-- Exercise goal --
Among the entries below, how many lines contain "decoration"? Answer with the number only.

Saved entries
────────────────────────────────────────
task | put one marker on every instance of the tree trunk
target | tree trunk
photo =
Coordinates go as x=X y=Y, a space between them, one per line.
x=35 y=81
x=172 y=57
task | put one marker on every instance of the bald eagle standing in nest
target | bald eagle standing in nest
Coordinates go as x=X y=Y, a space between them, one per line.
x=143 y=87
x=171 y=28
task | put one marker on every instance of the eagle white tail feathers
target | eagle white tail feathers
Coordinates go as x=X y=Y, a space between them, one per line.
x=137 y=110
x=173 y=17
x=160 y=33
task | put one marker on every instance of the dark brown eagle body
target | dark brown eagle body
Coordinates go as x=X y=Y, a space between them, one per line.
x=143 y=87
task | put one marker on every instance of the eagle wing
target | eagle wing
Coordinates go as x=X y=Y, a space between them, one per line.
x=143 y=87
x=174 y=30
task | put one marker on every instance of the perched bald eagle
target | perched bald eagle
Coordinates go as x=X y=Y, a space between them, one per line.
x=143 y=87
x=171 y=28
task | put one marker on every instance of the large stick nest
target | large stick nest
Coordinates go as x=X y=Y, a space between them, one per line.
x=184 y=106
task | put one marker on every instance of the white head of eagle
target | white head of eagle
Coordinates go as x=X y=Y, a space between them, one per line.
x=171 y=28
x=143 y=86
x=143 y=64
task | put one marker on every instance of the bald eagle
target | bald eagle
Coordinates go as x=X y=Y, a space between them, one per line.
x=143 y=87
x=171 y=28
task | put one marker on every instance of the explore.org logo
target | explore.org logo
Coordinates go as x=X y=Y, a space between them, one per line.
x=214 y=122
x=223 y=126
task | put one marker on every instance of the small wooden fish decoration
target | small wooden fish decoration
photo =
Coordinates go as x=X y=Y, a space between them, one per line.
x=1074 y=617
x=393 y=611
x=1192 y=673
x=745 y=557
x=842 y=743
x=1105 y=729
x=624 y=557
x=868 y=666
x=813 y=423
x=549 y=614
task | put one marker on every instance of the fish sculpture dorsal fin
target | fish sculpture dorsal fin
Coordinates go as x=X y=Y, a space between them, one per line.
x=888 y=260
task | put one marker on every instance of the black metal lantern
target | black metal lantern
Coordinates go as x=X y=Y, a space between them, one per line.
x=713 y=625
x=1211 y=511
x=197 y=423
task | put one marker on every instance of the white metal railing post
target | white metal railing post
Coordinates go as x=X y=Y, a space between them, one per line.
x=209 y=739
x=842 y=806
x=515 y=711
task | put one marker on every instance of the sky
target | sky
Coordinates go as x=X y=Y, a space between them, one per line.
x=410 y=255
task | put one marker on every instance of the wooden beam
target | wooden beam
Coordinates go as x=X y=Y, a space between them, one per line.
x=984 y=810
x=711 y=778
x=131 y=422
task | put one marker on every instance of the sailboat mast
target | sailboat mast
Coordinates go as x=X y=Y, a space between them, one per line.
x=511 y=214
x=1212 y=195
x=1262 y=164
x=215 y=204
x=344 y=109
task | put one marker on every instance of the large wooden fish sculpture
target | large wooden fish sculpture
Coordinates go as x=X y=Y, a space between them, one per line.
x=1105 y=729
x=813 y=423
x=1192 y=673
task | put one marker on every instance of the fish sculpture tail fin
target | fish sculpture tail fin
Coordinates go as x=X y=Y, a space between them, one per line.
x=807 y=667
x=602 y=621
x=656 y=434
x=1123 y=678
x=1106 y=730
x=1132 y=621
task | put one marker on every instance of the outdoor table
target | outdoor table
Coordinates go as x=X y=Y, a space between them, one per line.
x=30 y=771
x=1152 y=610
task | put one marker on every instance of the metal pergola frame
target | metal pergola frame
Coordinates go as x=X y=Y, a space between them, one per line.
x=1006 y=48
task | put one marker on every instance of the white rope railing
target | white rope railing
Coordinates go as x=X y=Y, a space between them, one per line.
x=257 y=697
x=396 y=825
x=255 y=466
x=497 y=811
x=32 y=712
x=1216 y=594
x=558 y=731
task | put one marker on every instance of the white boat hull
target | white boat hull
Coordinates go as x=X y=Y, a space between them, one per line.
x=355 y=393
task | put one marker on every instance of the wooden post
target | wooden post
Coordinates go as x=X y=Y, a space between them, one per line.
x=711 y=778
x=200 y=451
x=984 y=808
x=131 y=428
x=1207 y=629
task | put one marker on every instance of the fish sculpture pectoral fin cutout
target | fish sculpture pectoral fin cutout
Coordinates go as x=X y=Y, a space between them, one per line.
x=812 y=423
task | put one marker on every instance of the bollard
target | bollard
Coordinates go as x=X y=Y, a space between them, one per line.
────────────────────────────────────────
-- Answer to the problem --
2